Every line with "castle" in it must be copied from the data.

**** Source data ****

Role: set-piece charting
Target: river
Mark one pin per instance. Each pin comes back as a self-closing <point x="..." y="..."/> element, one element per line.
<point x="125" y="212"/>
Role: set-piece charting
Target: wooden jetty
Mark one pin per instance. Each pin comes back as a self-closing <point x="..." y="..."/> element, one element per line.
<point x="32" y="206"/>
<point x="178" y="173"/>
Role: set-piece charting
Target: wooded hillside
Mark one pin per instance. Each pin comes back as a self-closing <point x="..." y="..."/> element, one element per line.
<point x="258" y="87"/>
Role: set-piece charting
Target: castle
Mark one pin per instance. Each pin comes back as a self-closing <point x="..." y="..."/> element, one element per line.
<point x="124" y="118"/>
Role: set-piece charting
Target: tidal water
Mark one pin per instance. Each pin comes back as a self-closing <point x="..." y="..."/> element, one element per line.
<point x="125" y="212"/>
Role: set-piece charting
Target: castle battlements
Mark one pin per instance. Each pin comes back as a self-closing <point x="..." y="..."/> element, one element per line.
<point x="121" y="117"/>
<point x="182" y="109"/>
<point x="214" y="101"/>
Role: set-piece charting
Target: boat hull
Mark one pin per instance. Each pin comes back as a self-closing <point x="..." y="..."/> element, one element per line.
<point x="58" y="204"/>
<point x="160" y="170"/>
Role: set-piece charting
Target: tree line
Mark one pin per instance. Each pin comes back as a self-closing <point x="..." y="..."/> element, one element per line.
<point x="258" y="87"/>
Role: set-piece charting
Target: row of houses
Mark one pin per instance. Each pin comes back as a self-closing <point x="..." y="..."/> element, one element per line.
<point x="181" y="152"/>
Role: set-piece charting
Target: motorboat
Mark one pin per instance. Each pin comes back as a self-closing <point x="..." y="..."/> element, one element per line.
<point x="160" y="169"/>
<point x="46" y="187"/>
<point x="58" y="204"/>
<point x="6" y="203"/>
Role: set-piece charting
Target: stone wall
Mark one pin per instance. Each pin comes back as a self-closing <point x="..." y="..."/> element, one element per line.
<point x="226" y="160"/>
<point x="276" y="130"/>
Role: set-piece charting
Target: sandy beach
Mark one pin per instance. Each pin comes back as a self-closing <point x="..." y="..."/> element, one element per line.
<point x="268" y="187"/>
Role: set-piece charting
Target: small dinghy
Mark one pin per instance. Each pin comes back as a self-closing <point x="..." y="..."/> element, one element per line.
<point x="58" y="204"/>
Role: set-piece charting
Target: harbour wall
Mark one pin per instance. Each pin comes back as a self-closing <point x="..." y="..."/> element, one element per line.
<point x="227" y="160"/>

****

Answer space:
Target: castle
Target: castle battlements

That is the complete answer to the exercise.